◆ **Brief**:
Each record that follows should be repeated exactly, with no pictures carried over.

─── Supplied material ───

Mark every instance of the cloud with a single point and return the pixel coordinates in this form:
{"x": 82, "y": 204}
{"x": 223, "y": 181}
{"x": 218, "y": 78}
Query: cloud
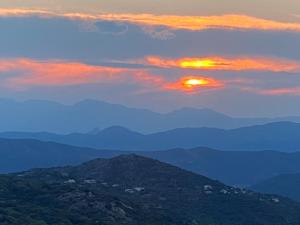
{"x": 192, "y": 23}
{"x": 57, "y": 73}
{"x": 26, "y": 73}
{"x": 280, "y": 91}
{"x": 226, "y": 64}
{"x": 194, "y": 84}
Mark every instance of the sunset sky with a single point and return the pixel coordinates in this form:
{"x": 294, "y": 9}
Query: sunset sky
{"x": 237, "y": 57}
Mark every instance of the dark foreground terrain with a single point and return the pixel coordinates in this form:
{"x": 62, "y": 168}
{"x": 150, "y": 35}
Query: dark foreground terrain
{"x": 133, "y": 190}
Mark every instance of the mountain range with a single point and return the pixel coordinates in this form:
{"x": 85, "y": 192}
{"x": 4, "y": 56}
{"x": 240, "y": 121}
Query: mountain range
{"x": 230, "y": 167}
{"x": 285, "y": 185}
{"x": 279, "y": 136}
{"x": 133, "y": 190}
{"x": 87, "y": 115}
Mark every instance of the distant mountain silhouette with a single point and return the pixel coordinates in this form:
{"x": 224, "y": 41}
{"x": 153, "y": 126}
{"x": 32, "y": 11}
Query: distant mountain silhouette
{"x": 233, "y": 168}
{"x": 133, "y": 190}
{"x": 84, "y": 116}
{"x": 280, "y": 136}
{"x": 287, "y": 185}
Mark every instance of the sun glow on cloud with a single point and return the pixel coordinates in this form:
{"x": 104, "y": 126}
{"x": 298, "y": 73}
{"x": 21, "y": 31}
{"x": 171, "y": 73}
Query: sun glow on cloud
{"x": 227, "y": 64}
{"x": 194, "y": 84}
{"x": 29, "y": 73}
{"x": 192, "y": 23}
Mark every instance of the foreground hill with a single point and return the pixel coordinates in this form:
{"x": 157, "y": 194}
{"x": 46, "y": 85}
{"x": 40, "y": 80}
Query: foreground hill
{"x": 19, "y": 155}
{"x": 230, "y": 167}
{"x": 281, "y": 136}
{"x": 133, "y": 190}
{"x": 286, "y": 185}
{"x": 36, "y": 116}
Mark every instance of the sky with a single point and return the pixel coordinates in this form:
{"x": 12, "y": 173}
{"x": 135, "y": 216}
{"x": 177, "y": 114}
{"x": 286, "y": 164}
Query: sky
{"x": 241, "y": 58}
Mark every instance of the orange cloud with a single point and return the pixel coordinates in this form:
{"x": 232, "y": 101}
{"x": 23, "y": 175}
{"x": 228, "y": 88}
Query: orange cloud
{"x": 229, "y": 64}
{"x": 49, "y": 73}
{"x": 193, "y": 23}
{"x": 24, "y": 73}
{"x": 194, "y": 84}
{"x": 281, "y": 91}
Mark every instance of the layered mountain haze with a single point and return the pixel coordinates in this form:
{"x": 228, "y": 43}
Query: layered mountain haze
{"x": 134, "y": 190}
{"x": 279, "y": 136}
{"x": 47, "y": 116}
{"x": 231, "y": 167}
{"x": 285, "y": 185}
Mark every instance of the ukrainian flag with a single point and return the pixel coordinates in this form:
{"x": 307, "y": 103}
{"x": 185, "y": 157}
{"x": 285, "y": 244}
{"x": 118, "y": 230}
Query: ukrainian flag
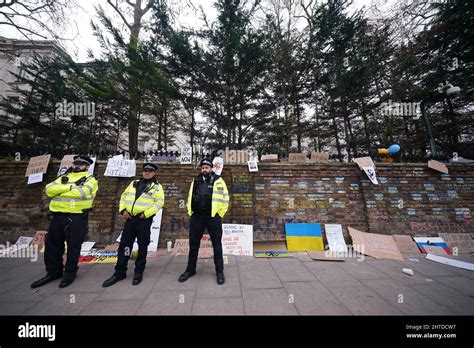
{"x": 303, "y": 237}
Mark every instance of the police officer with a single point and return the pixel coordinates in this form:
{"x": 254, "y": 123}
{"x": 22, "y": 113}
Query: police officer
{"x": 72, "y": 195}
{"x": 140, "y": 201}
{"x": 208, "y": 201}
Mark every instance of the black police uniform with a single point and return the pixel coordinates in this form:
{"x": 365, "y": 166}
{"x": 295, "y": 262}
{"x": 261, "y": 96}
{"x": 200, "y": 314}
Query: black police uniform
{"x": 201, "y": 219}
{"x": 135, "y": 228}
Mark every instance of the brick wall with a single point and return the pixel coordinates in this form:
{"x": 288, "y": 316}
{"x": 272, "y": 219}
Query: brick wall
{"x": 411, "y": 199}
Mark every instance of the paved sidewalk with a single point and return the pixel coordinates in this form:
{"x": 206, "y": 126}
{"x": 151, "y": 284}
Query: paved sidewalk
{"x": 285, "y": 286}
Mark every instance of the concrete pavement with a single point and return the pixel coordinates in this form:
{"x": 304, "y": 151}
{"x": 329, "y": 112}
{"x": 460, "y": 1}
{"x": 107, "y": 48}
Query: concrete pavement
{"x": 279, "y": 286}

───

◆ **Written answer**:
Mark every instance of the cloud with a single point and return the pixel coordinates in this form:
{"x": 82, "y": 204}
{"x": 223, "y": 181}
{"x": 218, "y": 78}
Query: cloud
{"x": 192, "y": 23}
{"x": 57, "y": 73}
{"x": 26, "y": 73}
{"x": 280, "y": 91}
{"x": 226, "y": 64}
{"x": 194, "y": 84}
Mark every instance of the sunset sky with a single point and return the pixel coordinates in this form:
{"x": 294, "y": 9}
Query: sunset sky
{"x": 237, "y": 57}
Mark every instance of the dark foreground terrain with a single point and return the pixel coordinates in this form:
{"x": 62, "y": 168}
{"x": 150, "y": 35}
Query: dark foreground terrain
{"x": 133, "y": 190}
Mark every instance of the mountain range with a single point and return the pixel coordinates in this form:
{"x": 85, "y": 192}
{"x": 4, "y": 56}
{"x": 240, "y": 121}
Query: mountain range
{"x": 230, "y": 167}
{"x": 285, "y": 185}
{"x": 279, "y": 136}
{"x": 133, "y": 190}
{"x": 87, "y": 115}
Mark every instance of the distant mountain silhouette with a single point and return the pixel coordinates in this form:
{"x": 224, "y": 41}
{"x": 153, "y": 126}
{"x": 32, "y": 11}
Query: distant mountain silhouette
{"x": 233, "y": 168}
{"x": 133, "y": 190}
{"x": 84, "y": 116}
{"x": 280, "y": 136}
{"x": 287, "y": 185}
Mark every instance of the sun glow on cloud with a single point and return the pixel coordinates in this form:
{"x": 104, "y": 126}
{"x": 298, "y": 73}
{"x": 21, "y": 31}
{"x": 171, "y": 73}
Query: sun glow on cloud
{"x": 227, "y": 64}
{"x": 194, "y": 84}
{"x": 29, "y": 73}
{"x": 192, "y": 23}
Mark every instance of the foreground hill with a single point and return the pixel coordinates in this form:
{"x": 157, "y": 194}
{"x": 46, "y": 85}
{"x": 40, "y": 80}
Query: foreground hill
{"x": 19, "y": 155}
{"x": 230, "y": 167}
{"x": 281, "y": 136}
{"x": 133, "y": 190}
{"x": 286, "y": 185}
{"x": 36, "y": 116}
Mark every instance of the sky with a single point and return the pixel coordinates in this form:
{"x": 12, "y": 173}
{"x": 135, "y": 216}
{"x": 177, "y": 114}
{"x": 286, "y": 164}
Query: sky
{"x": 241, "y": 58}
Mark every instance of the orange cloud with a single point and return the pixel coordinates in this form:
{"x": 232, "y": 101}
{"x": 23, "y": 175}
{"x": 228, "y": 88}
Query: orange cloud
{"x": 229, "y": 64}
{"x": 49, "y": 73}
{"x": 193, "y": 23}
{"x": 24, "y": 73}
{"x": 194, "y": 84}
{"x": 281, "y": 91}
Mark every instance of the layered mountain haze with a single point and return the pixel coordinates in this form:
{"x": 228, "y": 43}
Query: layered mountain haze
{"x": 134, "y": 190}
{"x": 279, "y": 136}
{"x": 47, "y": 116}
{"x": 231, "y": 167}
{"x": 285, "y": 185}
Mark every instance of the ukrainian flag with a single point and return the pixel coordinates in this form:
{"x": 307, "y": 103}
{"x": 185, "y": 157}
{"x": 285, "y": 244}
{"x": 118, "y": 230}
Query: ukrainian flag
{"x": 303, "y": 237}
Mark every instance of the police officer with a single point and return the pixel coordinates in this form:
{"x": 254, "y": 123}
{"x": 22, "y": 113}
Query: police officer
{"x": 72, "y": 195}
{"x": 140, "y": 201}
{"x": 208, "y": 201}
Mark every instance of the black police uniform with a single point and return the pixel coordinates in this form:
{"x": 365, "y": 166}
{"x": 295, "y": 262}
{"x": 261, "y": 96}
{"x": 200, "y": 314}
Query: black police uniform
{"x": 201, "y": 219}
{"x": 135, "y": 228}
Mark every instance of the brick wall with a single point and return the pixel coordinates in this form:
{"x": 288, "y": 316}
{"x": 272, "y": 219}
Query: brick wall
{"x": 411, "y": 199}
Mark every instance of the paved sidewalk with a single point and return the pixel coordinates in this form:
{"x": 206, "y": 126}
{"x": 151, "y": 284}
Query: paved sidewalk
{"x": 285, "y": 286}
Mark every instance of the concrete pavement with a single point and return the pixel coordinates in this form:
{"x": 304, "y": 151}
{"x": 329, "y": 112}
{"x": 460, "y": 1}
{"x": 107, "y": 48}
Query: concrete pavement
{"x": 279, "y": 286}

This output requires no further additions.